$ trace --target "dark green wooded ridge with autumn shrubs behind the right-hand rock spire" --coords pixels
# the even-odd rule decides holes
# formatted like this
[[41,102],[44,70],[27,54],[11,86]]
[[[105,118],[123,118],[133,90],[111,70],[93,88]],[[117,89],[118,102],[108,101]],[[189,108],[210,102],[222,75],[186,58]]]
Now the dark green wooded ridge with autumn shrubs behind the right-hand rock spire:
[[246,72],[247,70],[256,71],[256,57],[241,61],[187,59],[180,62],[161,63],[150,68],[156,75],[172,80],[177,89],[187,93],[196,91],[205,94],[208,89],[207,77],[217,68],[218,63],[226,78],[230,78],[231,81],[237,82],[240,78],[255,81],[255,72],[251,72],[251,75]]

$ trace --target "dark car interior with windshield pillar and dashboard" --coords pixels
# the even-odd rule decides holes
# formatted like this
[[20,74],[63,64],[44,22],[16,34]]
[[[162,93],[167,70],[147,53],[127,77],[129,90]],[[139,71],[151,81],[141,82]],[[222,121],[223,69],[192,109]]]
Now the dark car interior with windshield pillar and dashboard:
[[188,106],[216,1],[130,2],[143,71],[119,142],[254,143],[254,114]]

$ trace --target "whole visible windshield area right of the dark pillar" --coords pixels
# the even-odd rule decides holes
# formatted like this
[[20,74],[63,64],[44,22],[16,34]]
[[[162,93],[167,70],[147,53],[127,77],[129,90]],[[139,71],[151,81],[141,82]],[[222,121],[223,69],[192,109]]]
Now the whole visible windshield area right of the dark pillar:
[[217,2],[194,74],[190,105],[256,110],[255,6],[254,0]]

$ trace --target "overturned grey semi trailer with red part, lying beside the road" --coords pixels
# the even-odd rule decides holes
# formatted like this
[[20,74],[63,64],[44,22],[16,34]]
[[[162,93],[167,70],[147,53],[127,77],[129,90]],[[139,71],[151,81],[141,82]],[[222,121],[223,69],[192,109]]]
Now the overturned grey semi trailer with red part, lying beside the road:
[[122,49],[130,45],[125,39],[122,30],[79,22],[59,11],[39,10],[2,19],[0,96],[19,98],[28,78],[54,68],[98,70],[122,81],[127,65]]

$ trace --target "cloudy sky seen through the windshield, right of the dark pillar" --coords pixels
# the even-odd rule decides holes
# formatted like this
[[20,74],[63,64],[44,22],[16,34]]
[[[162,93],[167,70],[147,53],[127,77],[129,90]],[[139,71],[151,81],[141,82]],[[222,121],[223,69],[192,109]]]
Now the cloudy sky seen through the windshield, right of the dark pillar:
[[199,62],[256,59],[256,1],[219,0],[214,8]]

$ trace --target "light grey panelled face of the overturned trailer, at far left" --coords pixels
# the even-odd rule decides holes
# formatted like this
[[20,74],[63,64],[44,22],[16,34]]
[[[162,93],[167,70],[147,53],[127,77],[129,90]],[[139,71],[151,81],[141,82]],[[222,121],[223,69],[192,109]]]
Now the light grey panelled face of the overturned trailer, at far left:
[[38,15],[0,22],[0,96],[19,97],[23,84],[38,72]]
━━━━━━━━━━━━━━━━
» **EXERCISE**:
Restate all the material above, keeping each word as it is.

» **EXERCISE SOLUTION**:
$ trace --target "dark green wooded ridge with autumn shrubs behind the right-hand rock spire" --coords pixels
# the even-odd rule decides holes
# formatted like this
[[41,102],[44,70],[27,54],[11,86]]
[[[105,118],[123,118],[133,90],[111,70],[93,88]],[[117,89],[118,102],[108,101]],[[189,108],[210,102],[222,75],[186,58]]]
Now the dark green wooded ridge with autumn shrubs behind the right-hand rock spire:
[[246,72],[247,70],[256,71],[256,57],[241,61],[187,59],[180,62],[161,63],[150,68],[156,75],[172,80],[177,89],[187,93],[196,91],[205,94],[208,89],[207,77],[217,68],[218,63],[226,78],[230,78],[231,81],[237,82],[240,78],[255,81],[255,72],[251,72],[251,75]]

$ trace --target "dark car interior with windshield pillar and dashboard" --coords pixels
# the even-odd rule decides holes
# formatted like this
[[20,74],[63,64],[44,22],[16,34]]
[[[162,93],[167,70],[147,53],[127,77],[129,90]],[[139,71],[151,81],[141,82]],[[222,121],[223,69],[192,109]]]
Now the dark car interior with windshield pillar and dashboard:
[[188,106],[216,1],[130,2],[143,71],[119,142],[254,143],[254,114]]

$ trace --target "whole visible windshield area right of the dark pillar" --coords pixels
# the even-odd rule decides holes
# formatted like this
[[20,74],[63,64],[44,22],[16,34]]
[[[162,93],[167,70],[147,53],[127,77],[129,90]],[[139,71],[151,81],[141,82]],[[222,121],[223,69],[192,109]]]
Now the whole visible windshield area right of the dark pillar:
[[217,2],[194,74],[190,105],[256,110],[255,6],[254,0]]

$ trace --target "overturned grey semi trailer with red part, lying beside the road" --coords pixels
# the even-odd rule decides holes
# formatted like this
[[20,74],[63,64],[44,22],[16,34]]
[[[162,93],[167,70],[147,53],[127,77],[129,90]],[[139,71],[151,81],[141,82]],[[222,121],[223,69],[192,109]]]
Now the overturned grey semi trailer with red part, lying beside the road:
[[122,49],[130,45],[125,39],[122,30],[79,22],[59,11],[39,10],[2,19],[0,96],[19,98],[28,78],[54,68],[98,70],[122,81],[127,65]]

$ trace --target "cloudy sky seen through the windshield, right of the dark pillar" --coords pixels
# the even-odd rule decides holes
# formatted like this
[[20,74],[63,64],[44,22],[16,34]]
[[[162,93],[167,70],[147,53],[127,77],[129,90]],[[139,71],[151,81],[141,82]],[[222,121],[223,69],[192,109]]]
Now the cloudy sky seen through the windshield, right of the dark pillar:
[[199,62],[256,59],[256,1],[219,0],[214,8]]

$ trace --target "light grey panelled face of the overturned trailer, at far left" --coords pixels
# the even-odd rule decides holes
# formatted like this
[[20,74],[63,64],[44,22],[16,34]]
[[[162,93],[167,70],[147,53],[127,77],[129,90]],[[139,71],[151,81],[141,82]],[[222,121],[223,69],[192,109]]]
Now the light grey panelled face of the overturned trailer, at far left:
[[38,15],[0,22],[0,96],[19,97],[23,84],[38,72]]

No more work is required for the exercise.